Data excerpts
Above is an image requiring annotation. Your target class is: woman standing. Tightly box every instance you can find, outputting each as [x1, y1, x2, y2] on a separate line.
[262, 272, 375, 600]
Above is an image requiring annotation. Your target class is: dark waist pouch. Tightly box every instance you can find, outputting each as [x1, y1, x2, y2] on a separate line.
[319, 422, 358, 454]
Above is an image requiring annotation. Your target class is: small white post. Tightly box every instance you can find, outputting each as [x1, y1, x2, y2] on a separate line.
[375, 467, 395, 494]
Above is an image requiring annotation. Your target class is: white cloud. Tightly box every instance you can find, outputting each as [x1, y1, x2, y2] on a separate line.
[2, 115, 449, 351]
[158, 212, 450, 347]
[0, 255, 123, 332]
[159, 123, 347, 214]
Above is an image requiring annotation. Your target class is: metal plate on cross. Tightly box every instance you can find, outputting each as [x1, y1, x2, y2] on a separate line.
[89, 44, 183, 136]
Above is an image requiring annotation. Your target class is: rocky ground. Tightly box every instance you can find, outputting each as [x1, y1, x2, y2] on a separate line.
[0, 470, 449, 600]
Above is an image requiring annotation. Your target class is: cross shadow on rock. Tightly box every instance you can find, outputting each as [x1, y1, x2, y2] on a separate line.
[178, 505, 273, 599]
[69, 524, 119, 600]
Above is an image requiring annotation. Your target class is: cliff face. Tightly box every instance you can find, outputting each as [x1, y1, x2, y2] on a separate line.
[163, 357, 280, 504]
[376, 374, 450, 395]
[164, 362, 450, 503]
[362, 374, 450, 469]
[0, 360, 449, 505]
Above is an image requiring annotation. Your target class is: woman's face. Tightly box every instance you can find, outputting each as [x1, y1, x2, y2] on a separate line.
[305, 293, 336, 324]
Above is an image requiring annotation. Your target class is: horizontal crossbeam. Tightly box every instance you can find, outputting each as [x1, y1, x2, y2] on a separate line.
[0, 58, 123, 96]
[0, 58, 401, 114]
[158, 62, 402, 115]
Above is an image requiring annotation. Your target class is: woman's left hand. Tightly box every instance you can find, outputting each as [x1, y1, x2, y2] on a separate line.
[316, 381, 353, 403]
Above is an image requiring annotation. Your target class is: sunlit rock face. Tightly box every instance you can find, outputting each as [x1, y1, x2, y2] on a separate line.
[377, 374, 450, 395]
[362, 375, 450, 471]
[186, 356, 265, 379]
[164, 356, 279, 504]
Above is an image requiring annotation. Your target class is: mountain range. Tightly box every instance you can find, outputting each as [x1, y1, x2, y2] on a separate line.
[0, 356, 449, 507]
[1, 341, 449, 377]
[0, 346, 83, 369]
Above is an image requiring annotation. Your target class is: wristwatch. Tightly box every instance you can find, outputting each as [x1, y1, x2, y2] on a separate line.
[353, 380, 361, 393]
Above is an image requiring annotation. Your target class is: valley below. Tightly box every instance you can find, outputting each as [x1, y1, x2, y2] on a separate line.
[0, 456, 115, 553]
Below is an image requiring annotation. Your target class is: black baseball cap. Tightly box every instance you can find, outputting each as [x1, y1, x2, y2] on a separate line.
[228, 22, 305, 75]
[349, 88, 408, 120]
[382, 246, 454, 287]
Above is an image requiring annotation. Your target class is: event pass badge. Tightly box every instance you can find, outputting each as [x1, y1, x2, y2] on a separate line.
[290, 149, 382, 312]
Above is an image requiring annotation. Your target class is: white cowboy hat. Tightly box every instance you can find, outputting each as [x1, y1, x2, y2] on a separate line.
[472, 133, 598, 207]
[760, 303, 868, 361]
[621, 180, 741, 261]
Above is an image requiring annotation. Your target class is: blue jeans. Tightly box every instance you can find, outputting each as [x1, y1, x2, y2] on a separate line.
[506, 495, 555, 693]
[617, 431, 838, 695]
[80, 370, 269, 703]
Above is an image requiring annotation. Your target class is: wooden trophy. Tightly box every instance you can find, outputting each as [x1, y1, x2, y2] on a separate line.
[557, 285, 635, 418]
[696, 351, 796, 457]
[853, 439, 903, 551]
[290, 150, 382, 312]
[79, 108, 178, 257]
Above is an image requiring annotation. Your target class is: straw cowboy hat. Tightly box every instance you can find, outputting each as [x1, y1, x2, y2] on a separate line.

Action item
Write out, please, only the lines from the one with "class is: valley" through the last line above, both included and unchanged.

Completed exercise
Above is an image requiring annotation. Your target class is: valley below. Tightly box every instance you can find, outputting each as [x1, y1, x2, y2] on a separate line.
[0, 456, 115, 553]
Below is an image requiring annotation. Your target class is: black baseball cap. Tightly box every instance you can find, outputting each as [x1, y1, x2, y2] on a separate line.
[228, 22, 305, 75]
[349, 88, 408, 120]
[382, 246, 454, 287]
Above is an image requiring annotation. Your target class is: event pass badge. Tightly box every instance you can find, outputting each as [x1, y1, x2, y2] on a separate line.
[290, 149, 382, 312]
Above is an image requiring annotation. Your target class is: white cowboy hat. Tightly box every instance you can find, outputting each as [x1, y1, x2, y2] on a separate line.
[472, 133, 598, 207]
[760, 303, 868, 361]
[621, 180, 741, 261]
Above is an image requiring annotation. Your target class is: blue jeans. Tightly box every instance you can find, outputting each as [x1, y1, x2, y2] on a separate line.
[506, 495, 555, 693]
[617, 431, 838, 695]
[80, 370, 269, 703]
Above is an image requiring annotation. Your target class is: wooden trophy. Tightly box every instance you can find, outputting each as [x1, y1, x2, y2] on a separate line.
[557, 285, 635, 418]
[696, 351, 796, 457]
[853, 439, 903, 551]
[290, 150, 382, 312]
[79, 108, 178, 257]
Above is an image requiring annotation. Your target class is: straw cowboy hat. Tightly box every instance you can find, outputting each as [x1, y1, x2, y2] on a separate line.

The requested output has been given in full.